[START OF Passage]
Translation of a plane with known normal.

Question

How to translate a plane with equation $ax+by+cz=d$ by a distance vector $<i, j, k>$. ?

Eg. Plane $x + y + z = 1$ to position $<2, 2, 2>$. If you can use this example to explain.

Answer 1

I'll give a general answer: if $\vec n$ is a normal vector to an affine plane $\Pi$, the equation of this plane can be written in the form $$\overrightarrow{OM}\cdot\vec n= c$$ Suppose we translate plane $\Pi$ by vector $\vec v$, and set $\;\Pi'=\Pi+\vec v$. A point $M'\in \Pi'$ is the translated of point $M\in \Pi$, hence $\overrightarrow{OM}=\overrightarrow{OM'}-\vec v$. So an equation of $\Pi'$ is simply $$\overrightarrow{OM}\cdot\vec n=(\overrightarrow{OM'}-\vec v)\cdot\vec n=c\iff \color{red}{\overrightarrow{OM'}\cdot\vec n=c+\vec v\cdot\vec n}$$

In the present case, one obtains $$x+y+z=1+6=7.$$

Answer 2

Hint: A plane passing through a point $\mathbf{x}_0$ with normal vector $\mathbf{n}$ can be specified as $\mathbf{n}\cdot(\mathbf{x}-\mathbf{x}_0)=0.$
[END OF Passage]
Written instruction 1: Extract every line of the records that contains the string "tree".
The records are unrelated to the thread.
[START OF Excerpted data]
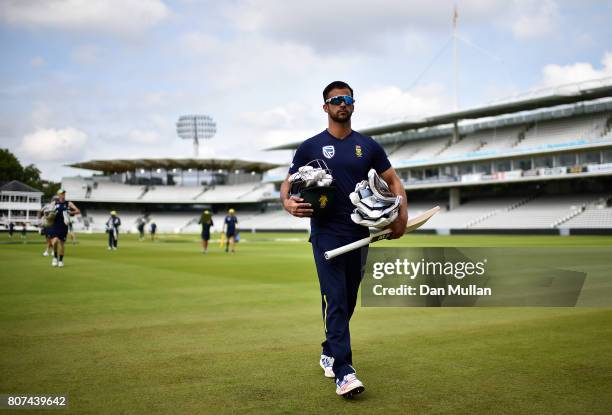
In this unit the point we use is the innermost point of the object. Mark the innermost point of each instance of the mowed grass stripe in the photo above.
(169, 330)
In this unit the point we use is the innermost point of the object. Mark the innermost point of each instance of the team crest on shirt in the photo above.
(323, 201)
(329, 151)
(358, 152)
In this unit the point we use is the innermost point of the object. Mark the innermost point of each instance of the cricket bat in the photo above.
(412, 225)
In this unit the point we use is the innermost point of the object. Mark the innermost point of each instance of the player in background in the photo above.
(153, 230)
(140, 224)
(206, 222)
(350, 156)
(71, 231)
(44, 225)
(229, 229)
(112, 227)
(59, 228)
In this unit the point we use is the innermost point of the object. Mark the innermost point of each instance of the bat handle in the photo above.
(356, 245)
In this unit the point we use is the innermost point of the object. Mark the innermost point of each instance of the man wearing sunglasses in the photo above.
(350, 156)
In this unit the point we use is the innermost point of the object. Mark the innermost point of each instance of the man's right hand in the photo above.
(294, 206)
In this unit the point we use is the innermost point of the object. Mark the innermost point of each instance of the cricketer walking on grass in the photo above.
(112, 227)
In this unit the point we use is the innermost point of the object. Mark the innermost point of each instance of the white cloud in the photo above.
(553, 75)
(106, 16)
(197, 42)
(356, 27)
(387, 103)
(54, 145)
(85, 54)
(536, 19)
(37, 62)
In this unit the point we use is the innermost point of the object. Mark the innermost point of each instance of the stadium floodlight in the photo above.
(196, 127)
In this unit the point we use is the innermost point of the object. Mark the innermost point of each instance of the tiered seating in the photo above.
(248, 192)
(277, 219)
(593, 217)
(171, 194)
(564, 130)
(542, 212)
(419, 150)
(76, 187)
(107, 191)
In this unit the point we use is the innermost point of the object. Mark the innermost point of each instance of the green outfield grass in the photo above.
(157, 327)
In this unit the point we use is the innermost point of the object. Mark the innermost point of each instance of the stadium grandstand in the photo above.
(537, 164)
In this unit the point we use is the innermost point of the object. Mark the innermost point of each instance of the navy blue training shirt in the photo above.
(349, 160)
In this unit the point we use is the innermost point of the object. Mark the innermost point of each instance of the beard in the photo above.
(341, 118)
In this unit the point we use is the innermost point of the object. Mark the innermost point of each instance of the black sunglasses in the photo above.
(338, 99)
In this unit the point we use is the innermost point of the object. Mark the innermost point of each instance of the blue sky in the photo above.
(108, 79)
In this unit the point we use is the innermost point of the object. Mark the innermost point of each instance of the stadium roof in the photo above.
(558, 98)
(125, 165)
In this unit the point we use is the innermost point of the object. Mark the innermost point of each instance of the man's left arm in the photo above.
(73, 209)
(398, 227)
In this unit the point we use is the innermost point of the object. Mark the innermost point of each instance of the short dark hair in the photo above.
(336, 85)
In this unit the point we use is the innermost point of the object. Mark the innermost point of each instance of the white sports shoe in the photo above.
(349, 386)
(327, 363)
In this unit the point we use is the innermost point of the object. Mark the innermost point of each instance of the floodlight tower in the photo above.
(196, 127)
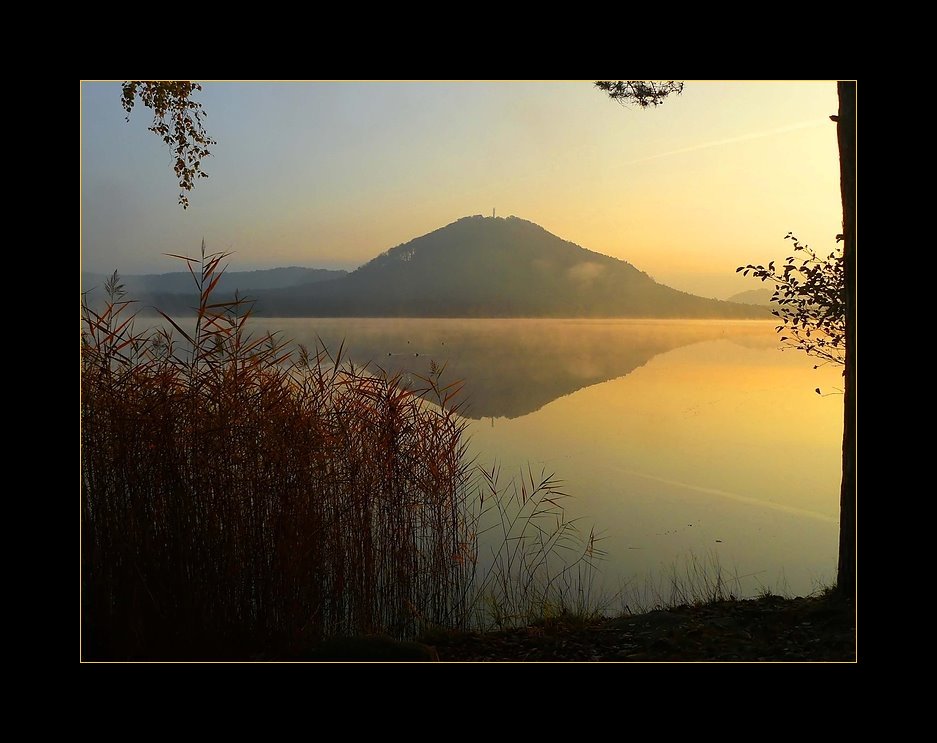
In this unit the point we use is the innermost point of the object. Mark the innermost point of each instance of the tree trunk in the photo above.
(846, 134)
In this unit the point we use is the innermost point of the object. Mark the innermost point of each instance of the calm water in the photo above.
(678, 440)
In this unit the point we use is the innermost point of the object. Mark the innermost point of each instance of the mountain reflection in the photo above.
(513, 367)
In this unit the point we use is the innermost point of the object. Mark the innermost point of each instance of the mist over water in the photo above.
(679, 440)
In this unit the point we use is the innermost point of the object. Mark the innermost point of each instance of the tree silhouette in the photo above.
(177, 120)
(810, 299)
(647, 93)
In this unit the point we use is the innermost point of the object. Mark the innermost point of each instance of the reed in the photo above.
(242, 500)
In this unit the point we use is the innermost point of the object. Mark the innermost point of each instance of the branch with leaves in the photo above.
(177, 120)
(810, 294)
(643, 92)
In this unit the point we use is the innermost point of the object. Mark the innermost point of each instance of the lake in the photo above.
(685, 443)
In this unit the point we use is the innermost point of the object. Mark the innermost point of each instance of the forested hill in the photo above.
(494, 267)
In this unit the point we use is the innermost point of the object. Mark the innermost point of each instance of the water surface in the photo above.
(679, 441)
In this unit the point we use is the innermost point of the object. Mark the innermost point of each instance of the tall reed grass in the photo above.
(241, 500)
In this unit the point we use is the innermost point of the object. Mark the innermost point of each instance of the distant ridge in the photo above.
(753, 296)
(181, 282)
(494, 267)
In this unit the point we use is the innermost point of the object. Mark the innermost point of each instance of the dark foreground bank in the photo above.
(766, 629)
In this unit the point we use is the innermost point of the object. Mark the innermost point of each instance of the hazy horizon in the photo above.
(329, 175)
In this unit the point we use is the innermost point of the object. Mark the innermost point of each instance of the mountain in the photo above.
(753, 296)
(494, 267)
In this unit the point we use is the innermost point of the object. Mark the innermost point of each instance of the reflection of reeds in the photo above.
(239, 500)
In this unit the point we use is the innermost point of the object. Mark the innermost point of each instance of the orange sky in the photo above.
(331, 174)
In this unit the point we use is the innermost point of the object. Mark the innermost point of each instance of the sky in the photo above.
(331, 174)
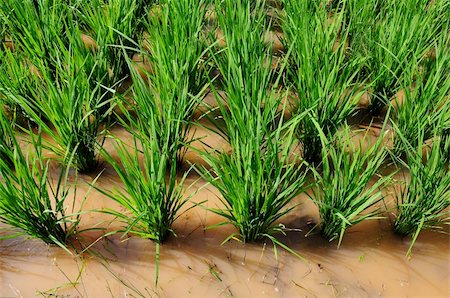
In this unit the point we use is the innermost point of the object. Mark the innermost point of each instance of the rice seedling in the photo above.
(32, 26)
(392, 35)
(29, 198)
(71, 108)
(344, 194)
(180, 76)
(18, 75)
(256, 182)
(152, 194)
(5, 138)
(107, 21)
(319, 71)
(422, 203)
(425, 107)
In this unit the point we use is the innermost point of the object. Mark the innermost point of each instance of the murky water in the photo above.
(370, 262)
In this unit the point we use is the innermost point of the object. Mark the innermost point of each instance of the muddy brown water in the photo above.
(370, 262)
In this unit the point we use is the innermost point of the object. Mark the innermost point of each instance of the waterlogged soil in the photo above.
(370, 262)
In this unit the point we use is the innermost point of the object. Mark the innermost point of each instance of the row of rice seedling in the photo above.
(391, 36)
(68, 89)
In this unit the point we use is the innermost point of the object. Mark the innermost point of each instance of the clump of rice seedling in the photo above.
(5, 138)
(179, 77)
(18, 76)
(71, 108)
(32, 26)
(423, 202)
(29, 199)
(343, 193)
(319, 71)
(391, 35)
(255, 180)
(108, 22)
(425, 107)
(152, 194)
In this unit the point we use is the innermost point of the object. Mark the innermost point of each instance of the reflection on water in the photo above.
[END OF Excerpted data]
Written instruction 2:
Answer these questions about the plane-translation thread:
(a) Which plane and which position does the question use as its example?
(b) What equation does Answer 1 obtain for that example?
(c) According to the hint in Answer 2, how can a plane through a point x₀ with normal vector n be specified?

Response 1:
In this unit the point we use is the innermost point of the object. Mark the innermost point of each instance of the tree trunk in the photo above.
In this unit the point we use is the innermost point of the object. Mark the innermost point of each instance of the tree silhouette in the photo above.

Response 2:
(a) The plane x + y + z = 1, moved to position <2, 2, 2>.
(b) x + y + z = 1 + 6 = 7.
(c) As n · (x − x₀) = 0.